Reproduce the data below verbatim from the line containing "Where can the boarded-up" through its final line, and produce nothing more.
----- Available data
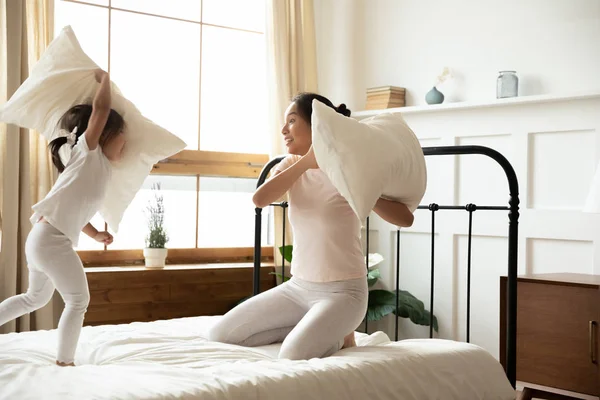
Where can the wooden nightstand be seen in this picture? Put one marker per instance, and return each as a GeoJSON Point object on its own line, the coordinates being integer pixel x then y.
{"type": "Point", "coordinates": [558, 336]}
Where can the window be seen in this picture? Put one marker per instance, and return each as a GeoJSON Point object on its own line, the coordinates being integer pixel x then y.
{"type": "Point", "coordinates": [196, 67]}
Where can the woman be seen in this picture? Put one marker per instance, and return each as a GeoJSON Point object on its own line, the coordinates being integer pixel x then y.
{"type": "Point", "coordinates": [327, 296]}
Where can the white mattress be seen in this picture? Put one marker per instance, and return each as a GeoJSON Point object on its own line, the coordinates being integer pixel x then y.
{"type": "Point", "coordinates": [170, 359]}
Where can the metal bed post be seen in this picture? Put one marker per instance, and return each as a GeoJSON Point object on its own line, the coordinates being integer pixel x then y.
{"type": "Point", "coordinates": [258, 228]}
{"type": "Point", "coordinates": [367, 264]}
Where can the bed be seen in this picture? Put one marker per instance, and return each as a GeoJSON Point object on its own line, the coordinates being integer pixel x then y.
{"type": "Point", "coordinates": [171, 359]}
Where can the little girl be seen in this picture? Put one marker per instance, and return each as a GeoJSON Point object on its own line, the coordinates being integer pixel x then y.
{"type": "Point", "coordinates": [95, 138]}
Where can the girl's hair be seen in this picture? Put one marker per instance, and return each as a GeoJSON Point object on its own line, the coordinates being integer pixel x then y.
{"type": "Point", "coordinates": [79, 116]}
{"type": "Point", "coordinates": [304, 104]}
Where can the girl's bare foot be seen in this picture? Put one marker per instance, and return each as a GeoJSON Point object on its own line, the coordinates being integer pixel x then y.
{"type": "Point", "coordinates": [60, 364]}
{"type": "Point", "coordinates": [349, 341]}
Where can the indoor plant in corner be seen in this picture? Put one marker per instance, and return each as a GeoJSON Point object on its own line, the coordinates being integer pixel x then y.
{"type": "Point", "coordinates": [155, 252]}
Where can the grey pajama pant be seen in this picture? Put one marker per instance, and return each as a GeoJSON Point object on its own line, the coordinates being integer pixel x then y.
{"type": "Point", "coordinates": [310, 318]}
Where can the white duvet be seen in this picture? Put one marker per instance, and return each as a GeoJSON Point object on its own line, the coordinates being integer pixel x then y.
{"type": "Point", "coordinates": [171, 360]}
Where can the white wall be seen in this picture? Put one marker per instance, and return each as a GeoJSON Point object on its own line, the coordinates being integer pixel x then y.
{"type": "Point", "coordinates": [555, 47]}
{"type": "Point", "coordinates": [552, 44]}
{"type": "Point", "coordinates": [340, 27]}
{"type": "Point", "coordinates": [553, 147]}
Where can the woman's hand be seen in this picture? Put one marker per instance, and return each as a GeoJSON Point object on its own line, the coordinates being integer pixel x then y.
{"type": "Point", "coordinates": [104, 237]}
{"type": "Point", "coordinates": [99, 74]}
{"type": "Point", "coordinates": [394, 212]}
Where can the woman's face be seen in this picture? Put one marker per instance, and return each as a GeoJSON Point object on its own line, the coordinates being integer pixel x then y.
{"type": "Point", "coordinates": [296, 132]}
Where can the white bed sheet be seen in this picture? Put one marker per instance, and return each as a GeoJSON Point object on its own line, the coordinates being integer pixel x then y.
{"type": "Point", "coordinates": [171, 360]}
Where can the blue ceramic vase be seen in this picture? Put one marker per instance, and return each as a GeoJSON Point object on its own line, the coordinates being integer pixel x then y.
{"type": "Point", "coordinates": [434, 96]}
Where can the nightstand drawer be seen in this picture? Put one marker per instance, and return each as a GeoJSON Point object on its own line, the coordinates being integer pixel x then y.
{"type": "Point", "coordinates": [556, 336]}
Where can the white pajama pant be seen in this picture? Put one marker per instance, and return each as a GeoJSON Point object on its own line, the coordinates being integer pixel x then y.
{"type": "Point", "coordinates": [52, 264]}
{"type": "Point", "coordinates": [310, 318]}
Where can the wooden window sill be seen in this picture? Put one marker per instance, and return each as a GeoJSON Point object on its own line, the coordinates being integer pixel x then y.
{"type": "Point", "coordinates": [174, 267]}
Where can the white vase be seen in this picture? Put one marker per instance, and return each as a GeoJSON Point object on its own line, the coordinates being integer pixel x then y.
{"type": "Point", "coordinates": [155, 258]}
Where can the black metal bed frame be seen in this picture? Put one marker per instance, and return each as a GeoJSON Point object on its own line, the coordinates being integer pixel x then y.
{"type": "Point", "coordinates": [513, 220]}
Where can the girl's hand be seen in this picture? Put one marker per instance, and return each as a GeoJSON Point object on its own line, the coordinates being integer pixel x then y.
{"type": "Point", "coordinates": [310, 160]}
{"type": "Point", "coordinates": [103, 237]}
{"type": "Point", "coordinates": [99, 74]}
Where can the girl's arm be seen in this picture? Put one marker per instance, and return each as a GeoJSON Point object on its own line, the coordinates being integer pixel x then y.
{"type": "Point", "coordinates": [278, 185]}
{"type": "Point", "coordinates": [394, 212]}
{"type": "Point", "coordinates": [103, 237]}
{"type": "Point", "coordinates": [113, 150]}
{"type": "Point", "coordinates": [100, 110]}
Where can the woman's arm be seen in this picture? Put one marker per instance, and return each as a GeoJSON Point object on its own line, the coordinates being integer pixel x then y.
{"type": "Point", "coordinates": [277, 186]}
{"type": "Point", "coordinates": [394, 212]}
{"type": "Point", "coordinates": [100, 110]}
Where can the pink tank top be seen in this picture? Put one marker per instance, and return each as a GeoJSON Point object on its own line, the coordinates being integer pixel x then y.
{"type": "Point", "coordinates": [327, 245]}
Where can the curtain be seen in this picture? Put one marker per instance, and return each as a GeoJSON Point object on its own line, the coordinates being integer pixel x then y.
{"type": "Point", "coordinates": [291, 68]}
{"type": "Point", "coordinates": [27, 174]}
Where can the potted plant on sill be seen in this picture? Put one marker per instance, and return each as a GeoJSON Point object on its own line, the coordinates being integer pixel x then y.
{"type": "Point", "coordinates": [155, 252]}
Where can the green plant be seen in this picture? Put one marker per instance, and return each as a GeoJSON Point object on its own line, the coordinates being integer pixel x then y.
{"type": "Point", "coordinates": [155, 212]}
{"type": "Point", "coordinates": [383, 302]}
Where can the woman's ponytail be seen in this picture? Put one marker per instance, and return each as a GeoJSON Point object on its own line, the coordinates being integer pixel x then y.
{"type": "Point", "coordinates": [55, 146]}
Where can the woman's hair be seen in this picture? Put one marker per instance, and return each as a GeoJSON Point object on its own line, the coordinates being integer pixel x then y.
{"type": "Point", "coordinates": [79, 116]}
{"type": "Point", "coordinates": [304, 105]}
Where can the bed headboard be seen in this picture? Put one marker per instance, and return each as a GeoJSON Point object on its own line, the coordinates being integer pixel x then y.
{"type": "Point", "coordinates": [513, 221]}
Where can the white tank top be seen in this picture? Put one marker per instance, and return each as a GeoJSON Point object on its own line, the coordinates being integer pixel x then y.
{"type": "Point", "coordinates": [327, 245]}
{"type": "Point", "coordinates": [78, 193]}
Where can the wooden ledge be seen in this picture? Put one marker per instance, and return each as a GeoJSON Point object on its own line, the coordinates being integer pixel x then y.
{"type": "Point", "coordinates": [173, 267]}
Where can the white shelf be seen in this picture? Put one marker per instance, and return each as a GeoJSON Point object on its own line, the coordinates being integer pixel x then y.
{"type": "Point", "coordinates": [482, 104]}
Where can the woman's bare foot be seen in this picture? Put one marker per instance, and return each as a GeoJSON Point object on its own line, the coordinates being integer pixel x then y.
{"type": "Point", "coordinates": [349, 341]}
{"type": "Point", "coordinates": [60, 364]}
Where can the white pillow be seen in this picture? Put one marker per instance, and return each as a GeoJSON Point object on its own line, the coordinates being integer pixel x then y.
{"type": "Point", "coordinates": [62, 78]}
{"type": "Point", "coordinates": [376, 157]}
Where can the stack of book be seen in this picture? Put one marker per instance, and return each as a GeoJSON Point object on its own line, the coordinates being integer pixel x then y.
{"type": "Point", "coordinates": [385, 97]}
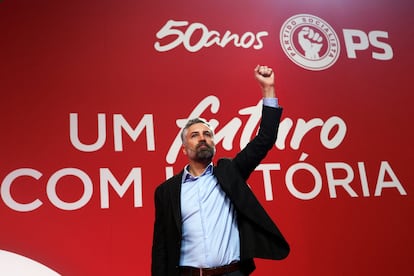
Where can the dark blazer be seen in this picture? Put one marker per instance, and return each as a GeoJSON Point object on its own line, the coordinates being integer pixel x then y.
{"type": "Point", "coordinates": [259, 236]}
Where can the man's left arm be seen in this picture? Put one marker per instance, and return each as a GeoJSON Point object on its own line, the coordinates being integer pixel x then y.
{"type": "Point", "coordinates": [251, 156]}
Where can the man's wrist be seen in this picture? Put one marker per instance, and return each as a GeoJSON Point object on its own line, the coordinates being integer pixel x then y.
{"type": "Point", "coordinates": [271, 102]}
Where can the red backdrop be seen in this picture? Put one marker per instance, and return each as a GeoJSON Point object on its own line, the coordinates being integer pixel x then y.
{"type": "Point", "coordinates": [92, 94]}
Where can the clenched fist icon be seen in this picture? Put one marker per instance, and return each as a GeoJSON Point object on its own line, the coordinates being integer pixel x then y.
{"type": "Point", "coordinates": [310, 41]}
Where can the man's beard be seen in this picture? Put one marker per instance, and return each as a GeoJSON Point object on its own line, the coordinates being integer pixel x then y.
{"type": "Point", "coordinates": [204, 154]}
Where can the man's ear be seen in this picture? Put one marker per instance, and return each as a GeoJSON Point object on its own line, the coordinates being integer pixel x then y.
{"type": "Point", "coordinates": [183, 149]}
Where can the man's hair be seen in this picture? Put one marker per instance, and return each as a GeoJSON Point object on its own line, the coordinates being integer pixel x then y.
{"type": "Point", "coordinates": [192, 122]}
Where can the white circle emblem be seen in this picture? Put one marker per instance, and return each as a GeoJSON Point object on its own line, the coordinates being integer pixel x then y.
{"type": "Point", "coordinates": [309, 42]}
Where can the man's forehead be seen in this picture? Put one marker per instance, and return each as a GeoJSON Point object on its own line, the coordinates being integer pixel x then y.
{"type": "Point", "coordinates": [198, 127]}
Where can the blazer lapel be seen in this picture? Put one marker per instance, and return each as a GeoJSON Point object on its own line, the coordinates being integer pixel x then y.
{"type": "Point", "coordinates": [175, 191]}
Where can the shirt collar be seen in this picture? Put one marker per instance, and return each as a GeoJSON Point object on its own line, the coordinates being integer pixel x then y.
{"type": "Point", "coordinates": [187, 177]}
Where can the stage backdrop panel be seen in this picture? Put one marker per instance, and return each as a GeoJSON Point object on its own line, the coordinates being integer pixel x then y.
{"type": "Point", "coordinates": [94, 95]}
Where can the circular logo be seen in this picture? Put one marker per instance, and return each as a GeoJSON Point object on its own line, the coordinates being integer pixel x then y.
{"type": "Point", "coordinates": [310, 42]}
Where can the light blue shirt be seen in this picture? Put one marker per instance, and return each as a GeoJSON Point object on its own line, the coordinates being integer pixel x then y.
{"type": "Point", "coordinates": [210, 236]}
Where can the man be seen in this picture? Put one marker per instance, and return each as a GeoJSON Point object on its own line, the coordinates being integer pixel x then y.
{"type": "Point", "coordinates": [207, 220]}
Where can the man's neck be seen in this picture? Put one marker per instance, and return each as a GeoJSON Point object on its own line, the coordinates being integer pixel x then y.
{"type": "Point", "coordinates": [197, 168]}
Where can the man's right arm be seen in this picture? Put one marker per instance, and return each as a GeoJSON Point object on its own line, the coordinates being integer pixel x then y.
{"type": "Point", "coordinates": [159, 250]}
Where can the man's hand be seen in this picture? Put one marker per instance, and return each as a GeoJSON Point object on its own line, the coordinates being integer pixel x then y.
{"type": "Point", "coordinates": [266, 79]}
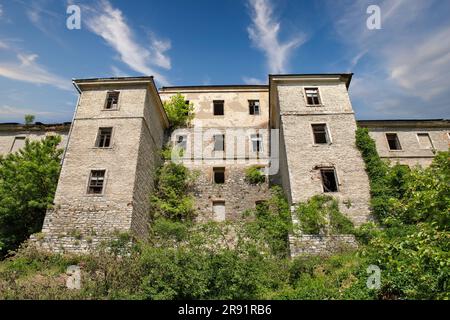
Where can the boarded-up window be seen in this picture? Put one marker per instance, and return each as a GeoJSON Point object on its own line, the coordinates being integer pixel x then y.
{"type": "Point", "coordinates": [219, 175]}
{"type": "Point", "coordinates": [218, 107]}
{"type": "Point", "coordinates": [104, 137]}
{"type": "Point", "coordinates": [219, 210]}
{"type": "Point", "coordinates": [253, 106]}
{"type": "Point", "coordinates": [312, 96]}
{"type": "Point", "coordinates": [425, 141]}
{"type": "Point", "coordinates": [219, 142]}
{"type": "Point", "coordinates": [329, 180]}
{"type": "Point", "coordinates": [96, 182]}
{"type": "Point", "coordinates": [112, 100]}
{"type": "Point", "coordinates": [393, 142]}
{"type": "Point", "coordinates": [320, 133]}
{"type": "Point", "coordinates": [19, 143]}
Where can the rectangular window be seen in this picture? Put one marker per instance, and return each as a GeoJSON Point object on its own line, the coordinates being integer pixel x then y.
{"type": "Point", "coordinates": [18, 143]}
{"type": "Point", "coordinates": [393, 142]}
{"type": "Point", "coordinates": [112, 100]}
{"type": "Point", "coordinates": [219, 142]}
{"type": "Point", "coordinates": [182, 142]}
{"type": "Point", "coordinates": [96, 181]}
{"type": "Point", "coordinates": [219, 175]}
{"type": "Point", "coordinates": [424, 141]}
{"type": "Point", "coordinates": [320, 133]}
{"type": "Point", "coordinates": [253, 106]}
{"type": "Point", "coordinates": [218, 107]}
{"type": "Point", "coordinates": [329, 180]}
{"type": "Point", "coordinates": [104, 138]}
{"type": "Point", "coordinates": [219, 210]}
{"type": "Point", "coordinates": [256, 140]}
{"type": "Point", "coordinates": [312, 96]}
----------
[Answer]:
Where can the boarded-up window be seen in this picture? Put one marker per instance, and return each as a GeoJSON Point object on its own line, the coordinates being integer pixel x then y.
{"type": "Point", "coordinates": [219, 175]}
{"type": "Point", "coordinates": [218, 107]}
{"type": "Point", "coordinates": [104, 137]}
{"type": "Point", "coordinates": [219, 210]}
{"type": "Point", "coordinates": [253, 106]}
{"type": "Point", "coordinates": [312, 96]}
{"type": "Point", "coordinates": [425, 141]}
{"type": "Point", "coordinates": [219, 142]}
{"type": "Point", "coordinates": [329, 180]}
{"type": "Point", "coordinates": [96, 182]}
{"type": "Point", "coordinates": [112, 100]}
{"type": "Point", "coordinates": [393, 142]}
{"type": "Point", "coordinates": [320, 133]}
{"type": "Point", "coordinates": [19, 143]}
Where can the rectangular window be seen in this picture? Put one marker per instance, and return each as a GeoJSON Point object on its own line, the coordinates being integer pixel x then y.
{"type": "Point", "coordinates": [18, 143]}
{"type": "Point", "coordinates": [393, 142]}
{"type": "Point", "coordinates": [112, 100]}
{"type": "Point", "coordinates": [219, 142]}
{"type": "Point", "coordinates": [182, 142]}
{"type": "Point", "coordinates": [96, 181]}
{"type": "Point", "coordinates": [219, 175]}
{"type": "Point", "coordinates": [424, 141]}
{"type": "Point", "coordinates": [320, 133]}
{"type": "Point", "coordinates": [253, 106]}
{"type": "Point", "coordinates": [218, 107]}
{"type": "Point", "coordinates": [329, 180]}
{"type": "Point", "coordinates": [104, 138]}
{"type": "Point", "coordinates": [219, 210]}
{"type": "Point", "coordinates": [256, 140]}
{"type": "Point", "coordinates": [312, 96]}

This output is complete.